▶ **Passage**:
>>>

Roanoke Times Copyright (c) 1995, Landmark Communications, Inc. DATE: SUNDAY, August 6, 1995 TAG: 9508070106 SECTION: NATIONAL/INTERNATIONAL PAGE: A-5 EDITION: METRO SOURCE: ASSOCIATED PRESS DATELINE: NEW YORK LENGTH: Medium
Though he pretended to rely on political instinct, Nixon used polls to shape policy and campaign strategy and manipulate popular opinion, two researchers conclude in the summer issue of the journal Public Opinion Quarterly.
For instance, Nixon used internal polls to test alternate running mates for his 1972 re-election ticket, the researchers said. He didn't tell Vice President Spiro Agnew about it.
Among other findings by political scientists Lawrence R. Jacobs of the University of Minnesota and Robert Y. Shapiro of Columbia University:
Fearing leaks, Nixon only gave the Republican National Committee and the Committee to Re-elect the President ``sanitized'' results of surveys they had paid for. Officials of both committees fought repeatedly, and unsuccessfully, with Nixon chief of staff H.R. Haldeman for full access.
Haldeman set up a $300,000 ``special account'' in the White House for a polling operation so secret not even Nixon's own pollster, Robert Teeter, was told about it.
Nixon also kept Teeter - later the chief campaign strategist for presidents Gerald Ford and George Bush - from seeing results of a poll with questions about Watergate, the scandal that would topple his presidency.
``P. requested NO access including WH Staff,'' Haldeman wrote on a confidential Sept. 18, 1972, memo relaying Teeter's request for ``Watergate Incident'' data.
Other memos indicated White House lawyer Herbert Kalmbach, who would spend six months in jail for campaign-law violations, set up a Delaware shell corporation with private funding to hide administration sponsorship of polls.

<<<

▶ **Stated goal A**: Print the news article above on Nixon's secret polling word for word, in full.

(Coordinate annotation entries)
>>>

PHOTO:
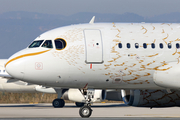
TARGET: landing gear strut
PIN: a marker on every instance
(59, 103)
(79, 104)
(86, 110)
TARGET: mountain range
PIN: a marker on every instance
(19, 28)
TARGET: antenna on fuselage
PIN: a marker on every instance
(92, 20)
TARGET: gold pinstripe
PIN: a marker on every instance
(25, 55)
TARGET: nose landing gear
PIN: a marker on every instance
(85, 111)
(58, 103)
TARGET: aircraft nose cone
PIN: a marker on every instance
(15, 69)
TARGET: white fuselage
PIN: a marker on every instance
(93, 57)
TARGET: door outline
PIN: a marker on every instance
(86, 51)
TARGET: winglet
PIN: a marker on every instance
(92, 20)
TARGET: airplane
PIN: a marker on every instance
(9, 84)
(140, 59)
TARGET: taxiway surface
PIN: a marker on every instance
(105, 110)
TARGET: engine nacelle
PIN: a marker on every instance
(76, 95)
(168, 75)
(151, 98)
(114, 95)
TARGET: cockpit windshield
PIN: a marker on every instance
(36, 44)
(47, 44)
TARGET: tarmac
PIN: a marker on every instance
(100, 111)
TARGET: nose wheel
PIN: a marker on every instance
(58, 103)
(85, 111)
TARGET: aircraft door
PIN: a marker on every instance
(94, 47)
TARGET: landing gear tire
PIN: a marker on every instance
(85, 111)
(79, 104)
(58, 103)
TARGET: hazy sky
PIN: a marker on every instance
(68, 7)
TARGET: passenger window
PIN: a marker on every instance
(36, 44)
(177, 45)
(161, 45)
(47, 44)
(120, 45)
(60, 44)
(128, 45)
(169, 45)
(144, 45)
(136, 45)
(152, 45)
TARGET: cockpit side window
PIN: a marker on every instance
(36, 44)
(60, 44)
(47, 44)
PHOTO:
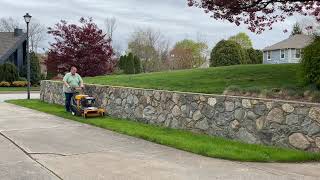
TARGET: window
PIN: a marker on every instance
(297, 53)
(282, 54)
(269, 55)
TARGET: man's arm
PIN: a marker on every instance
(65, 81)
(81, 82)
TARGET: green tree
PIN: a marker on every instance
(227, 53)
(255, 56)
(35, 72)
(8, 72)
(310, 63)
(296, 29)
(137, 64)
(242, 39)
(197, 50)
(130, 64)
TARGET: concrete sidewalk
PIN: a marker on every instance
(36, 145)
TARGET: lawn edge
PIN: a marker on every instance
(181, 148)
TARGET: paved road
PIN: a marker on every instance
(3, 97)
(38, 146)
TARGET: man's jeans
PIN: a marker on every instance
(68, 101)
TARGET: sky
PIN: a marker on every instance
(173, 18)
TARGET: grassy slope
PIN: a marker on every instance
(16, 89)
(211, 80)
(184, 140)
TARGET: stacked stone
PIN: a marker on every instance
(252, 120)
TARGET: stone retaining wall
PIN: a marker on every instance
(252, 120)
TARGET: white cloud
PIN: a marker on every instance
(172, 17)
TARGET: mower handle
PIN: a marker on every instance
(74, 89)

<<<
>>>

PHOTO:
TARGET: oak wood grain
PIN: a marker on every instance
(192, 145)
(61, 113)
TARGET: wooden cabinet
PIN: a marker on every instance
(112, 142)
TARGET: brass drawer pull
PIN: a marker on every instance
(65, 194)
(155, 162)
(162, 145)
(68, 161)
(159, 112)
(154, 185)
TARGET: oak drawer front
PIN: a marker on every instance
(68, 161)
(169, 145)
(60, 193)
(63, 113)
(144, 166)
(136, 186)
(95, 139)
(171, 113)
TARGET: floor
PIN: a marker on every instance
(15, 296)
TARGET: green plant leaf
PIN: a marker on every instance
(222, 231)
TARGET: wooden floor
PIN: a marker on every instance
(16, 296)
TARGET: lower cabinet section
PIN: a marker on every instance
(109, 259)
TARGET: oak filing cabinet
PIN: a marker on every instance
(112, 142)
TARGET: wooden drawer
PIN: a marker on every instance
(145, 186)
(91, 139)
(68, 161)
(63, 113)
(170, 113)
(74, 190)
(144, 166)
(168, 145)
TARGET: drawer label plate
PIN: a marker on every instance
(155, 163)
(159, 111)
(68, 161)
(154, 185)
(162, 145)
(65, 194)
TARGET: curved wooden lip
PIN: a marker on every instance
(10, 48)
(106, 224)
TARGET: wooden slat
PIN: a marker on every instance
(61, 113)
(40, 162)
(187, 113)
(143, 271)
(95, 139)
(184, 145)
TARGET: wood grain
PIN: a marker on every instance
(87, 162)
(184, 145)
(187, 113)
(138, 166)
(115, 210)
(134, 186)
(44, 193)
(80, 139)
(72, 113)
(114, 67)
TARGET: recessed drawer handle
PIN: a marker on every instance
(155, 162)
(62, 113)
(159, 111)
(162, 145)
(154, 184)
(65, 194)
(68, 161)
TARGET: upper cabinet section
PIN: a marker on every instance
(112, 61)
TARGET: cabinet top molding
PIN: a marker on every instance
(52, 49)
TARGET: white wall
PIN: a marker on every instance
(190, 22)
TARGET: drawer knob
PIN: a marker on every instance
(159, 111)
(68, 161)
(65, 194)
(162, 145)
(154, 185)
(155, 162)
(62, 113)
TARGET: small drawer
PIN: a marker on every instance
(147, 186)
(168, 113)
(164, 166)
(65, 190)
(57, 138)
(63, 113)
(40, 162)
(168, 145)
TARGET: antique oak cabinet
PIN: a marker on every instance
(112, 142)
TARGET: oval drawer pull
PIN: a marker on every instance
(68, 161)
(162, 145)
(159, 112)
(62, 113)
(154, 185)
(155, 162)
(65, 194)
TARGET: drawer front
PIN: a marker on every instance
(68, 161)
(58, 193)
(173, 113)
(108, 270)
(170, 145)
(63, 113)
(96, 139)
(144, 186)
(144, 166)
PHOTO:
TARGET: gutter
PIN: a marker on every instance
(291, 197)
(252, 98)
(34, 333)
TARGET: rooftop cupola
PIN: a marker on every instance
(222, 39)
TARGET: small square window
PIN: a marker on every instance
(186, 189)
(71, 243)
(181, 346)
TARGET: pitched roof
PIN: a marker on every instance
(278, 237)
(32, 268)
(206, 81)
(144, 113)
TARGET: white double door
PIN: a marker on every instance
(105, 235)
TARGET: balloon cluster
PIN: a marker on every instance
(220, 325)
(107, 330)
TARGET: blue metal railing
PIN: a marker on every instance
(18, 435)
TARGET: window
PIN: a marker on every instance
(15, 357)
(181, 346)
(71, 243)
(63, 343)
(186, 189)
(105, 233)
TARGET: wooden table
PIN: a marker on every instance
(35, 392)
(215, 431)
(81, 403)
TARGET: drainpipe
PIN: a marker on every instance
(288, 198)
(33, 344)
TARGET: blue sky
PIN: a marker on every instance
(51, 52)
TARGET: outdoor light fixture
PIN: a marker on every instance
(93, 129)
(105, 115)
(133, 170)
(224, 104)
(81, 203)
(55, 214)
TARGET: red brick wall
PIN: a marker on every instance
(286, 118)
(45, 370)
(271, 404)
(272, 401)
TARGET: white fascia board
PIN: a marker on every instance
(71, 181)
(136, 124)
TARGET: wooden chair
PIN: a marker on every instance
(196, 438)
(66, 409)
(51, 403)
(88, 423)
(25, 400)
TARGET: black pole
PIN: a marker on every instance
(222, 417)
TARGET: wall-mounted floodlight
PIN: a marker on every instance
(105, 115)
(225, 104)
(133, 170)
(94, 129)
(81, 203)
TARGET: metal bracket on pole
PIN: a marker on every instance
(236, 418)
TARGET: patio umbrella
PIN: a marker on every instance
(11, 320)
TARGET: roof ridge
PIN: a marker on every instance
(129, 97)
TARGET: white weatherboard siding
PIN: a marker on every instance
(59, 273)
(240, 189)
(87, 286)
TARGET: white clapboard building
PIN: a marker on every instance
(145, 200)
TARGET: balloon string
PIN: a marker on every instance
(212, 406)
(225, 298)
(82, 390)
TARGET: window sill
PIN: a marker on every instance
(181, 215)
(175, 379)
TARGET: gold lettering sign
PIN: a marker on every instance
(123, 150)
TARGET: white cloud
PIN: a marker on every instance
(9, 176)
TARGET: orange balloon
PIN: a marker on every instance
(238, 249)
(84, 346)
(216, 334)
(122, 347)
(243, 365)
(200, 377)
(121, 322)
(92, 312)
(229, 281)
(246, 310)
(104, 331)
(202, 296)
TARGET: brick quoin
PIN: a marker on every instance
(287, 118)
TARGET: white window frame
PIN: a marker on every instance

<<<
>>>

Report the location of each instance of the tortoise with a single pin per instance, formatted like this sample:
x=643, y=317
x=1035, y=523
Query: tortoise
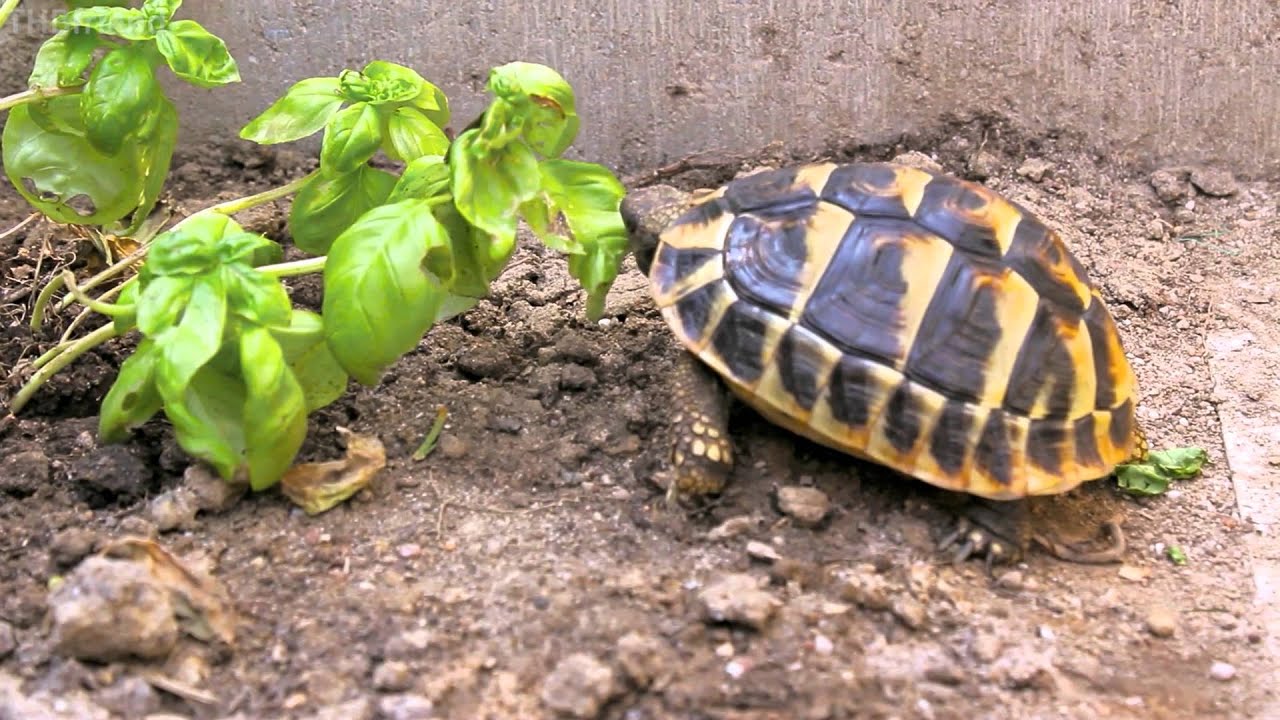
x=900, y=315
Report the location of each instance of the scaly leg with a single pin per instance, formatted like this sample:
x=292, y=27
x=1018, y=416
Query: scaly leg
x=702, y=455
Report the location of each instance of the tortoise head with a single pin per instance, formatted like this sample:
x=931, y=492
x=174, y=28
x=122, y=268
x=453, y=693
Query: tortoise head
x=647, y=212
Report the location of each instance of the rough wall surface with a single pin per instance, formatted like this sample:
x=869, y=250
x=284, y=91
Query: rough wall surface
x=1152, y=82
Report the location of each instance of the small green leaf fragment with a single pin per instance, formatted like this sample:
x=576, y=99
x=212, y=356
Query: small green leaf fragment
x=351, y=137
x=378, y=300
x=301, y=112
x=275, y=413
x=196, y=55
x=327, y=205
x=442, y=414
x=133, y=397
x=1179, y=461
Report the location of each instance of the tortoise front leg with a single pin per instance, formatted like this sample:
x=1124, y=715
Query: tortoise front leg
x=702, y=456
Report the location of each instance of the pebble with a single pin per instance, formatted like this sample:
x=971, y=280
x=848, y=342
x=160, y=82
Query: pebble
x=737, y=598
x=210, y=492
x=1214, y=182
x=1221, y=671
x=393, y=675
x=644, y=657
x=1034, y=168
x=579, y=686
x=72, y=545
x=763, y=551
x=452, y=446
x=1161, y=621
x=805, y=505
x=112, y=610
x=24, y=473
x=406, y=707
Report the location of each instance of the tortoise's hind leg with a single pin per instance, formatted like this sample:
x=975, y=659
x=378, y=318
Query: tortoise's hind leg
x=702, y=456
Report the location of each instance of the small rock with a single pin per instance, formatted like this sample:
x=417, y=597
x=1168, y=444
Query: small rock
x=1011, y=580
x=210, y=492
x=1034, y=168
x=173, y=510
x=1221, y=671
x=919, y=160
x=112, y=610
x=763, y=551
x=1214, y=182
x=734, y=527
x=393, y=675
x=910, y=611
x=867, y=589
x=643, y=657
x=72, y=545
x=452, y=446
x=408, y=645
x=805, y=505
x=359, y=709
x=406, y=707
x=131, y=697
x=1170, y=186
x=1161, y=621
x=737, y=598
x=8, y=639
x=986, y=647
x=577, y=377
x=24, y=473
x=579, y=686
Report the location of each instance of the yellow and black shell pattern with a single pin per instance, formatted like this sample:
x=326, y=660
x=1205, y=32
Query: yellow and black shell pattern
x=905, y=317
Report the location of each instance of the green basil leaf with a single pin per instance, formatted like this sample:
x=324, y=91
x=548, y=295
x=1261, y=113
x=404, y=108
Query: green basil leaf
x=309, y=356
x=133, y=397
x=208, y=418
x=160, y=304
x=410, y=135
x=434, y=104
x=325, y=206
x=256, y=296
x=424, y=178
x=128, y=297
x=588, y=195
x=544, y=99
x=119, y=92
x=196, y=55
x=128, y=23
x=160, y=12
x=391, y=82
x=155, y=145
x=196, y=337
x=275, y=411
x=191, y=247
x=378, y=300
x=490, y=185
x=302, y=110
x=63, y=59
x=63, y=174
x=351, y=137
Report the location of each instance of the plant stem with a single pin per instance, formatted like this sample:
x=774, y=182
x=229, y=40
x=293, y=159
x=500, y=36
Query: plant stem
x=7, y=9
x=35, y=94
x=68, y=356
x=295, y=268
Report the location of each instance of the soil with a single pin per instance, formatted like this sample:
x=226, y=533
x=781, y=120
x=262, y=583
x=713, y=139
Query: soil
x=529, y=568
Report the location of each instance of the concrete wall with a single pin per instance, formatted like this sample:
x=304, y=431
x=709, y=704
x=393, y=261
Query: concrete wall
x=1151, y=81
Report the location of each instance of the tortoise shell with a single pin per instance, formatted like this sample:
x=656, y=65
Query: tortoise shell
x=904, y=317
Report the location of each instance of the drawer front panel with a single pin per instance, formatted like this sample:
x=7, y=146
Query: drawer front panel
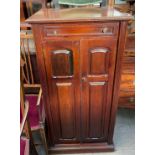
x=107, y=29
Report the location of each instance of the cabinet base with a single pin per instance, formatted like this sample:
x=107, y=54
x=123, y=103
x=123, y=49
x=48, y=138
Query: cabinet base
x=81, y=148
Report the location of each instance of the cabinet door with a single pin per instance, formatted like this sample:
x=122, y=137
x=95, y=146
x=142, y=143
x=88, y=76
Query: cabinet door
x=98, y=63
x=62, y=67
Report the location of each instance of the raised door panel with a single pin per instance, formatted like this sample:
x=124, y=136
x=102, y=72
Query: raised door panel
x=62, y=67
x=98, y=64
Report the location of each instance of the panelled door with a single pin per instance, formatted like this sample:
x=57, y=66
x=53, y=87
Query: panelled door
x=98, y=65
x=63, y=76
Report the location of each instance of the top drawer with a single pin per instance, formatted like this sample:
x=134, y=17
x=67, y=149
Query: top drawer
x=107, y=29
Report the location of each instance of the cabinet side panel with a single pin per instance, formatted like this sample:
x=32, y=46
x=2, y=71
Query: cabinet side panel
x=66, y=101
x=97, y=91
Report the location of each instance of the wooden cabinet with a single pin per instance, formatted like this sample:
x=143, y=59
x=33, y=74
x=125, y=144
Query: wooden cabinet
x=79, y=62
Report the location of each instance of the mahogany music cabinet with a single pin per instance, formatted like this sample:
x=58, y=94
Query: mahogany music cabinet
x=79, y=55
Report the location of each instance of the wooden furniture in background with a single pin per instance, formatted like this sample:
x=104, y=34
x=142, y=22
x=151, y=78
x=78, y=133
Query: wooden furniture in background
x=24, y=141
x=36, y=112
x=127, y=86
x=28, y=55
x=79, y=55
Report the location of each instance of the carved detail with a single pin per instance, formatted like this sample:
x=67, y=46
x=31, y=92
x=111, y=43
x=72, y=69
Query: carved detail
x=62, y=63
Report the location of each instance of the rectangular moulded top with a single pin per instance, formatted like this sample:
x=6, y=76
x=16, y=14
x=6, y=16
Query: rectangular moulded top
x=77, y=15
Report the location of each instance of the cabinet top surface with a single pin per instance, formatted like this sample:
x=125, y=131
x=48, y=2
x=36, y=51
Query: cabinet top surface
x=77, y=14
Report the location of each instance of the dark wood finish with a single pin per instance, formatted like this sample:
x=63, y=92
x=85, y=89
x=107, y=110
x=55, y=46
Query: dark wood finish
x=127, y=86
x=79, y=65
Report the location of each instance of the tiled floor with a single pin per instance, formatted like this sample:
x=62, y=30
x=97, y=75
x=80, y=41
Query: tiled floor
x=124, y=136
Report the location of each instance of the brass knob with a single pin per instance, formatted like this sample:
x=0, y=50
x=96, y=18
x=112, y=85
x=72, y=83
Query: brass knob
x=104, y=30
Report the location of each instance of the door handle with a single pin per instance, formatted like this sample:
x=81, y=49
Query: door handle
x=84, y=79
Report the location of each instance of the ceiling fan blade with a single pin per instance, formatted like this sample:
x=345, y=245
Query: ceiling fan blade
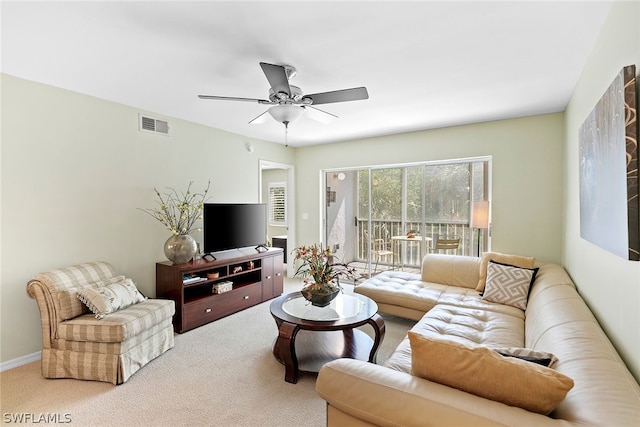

<<<

▶ **Stated goal B**: Please list every line of the records above that contains the word "leaf", counting only matches with the same capitalization.

▶ **Response A**:
Roanoke Times Copyright (c) 1995, Landmark Communications, Inc. DATE: SUNDAY, August 6, 1995 TAG: 9508070106 SECTION: NATIONAL/INTERNATIONAL PAGE: A-5 EDITION: METRO SOURCE: ASSOCIATED PRESS DATELINE: NEW YORK LENGTH: Medium
Though he pretended to rely on political instinct, Nixon used polls to shape policy and campaign strategy and manipulate popular opinion, two researchers conclude in the summer issue of the journal Public Opinion Quarterly.
For instance, Nixon used internal polls to test alternate running mates for his 1972 re-election ticket, the researchers said. He didn't tell Vice President Spiro Agnew about it.
Among other findings by political scientists Lawrence R. Jacobs of the University of Minnesota and Robert Y. Shapiro of Columbia University:
Fearing leaks, Nixon only gave the Republican National Committee and the Committee to Re-elect the President ``sanitized'' results of surveys they had paid for. Officials of both committees fought repeatedly, and unsuccessfully, with Nixon chief of staff H.R. Haldeman for full access.
Haldeman set up a $300,000 ``special account'' in the White House for a polling operation so secret not even Nixon's own pollster, Robert Teeter, was told about it.
Nixon also kept Teeter - later the chief campaign strategist for presidents Gerald Ford and George Bush - from seeing results of a poll with questions about Watergate, the scandal that would topple his presidency.
``P. requested NO access including WH Staff,'' Haldeman wrote on a confidential Sept. 18, 1972, memo relaying Teeter's request for ``Watergate Incident'' data.
Other memos indicated White House lawyer Herbert Kalmbach, who would spend six months in jail for campaign-law violations, set up a Delaware shell corporation with private funding to hide administration sponsorship of polls.

▶ **Response B**:
TARGET: green plant leaf
Report the location of each instance of the small green leaf fragment with a single pin per instance, formatted like this sample:
Query: small green leaf fragment
Report the location of each instance of the green basil leaf with a single pin per instance, formatted like this sample:
Query: green basil leaf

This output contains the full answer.